## WHAT IS REQUIRED
From the records below, keep only the lines that contain the string "point". Treat uppercase and lowercase letters as different.

— BEGIN MATERIAL PROVIDED —

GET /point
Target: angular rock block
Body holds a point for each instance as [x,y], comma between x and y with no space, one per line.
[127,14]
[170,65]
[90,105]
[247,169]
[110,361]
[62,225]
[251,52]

— END MATERIAL PROVIDED —

## FULL ANSWER
GET /point
Body holds a point for each instance as [x,y], comma between x and y with no space, one per line.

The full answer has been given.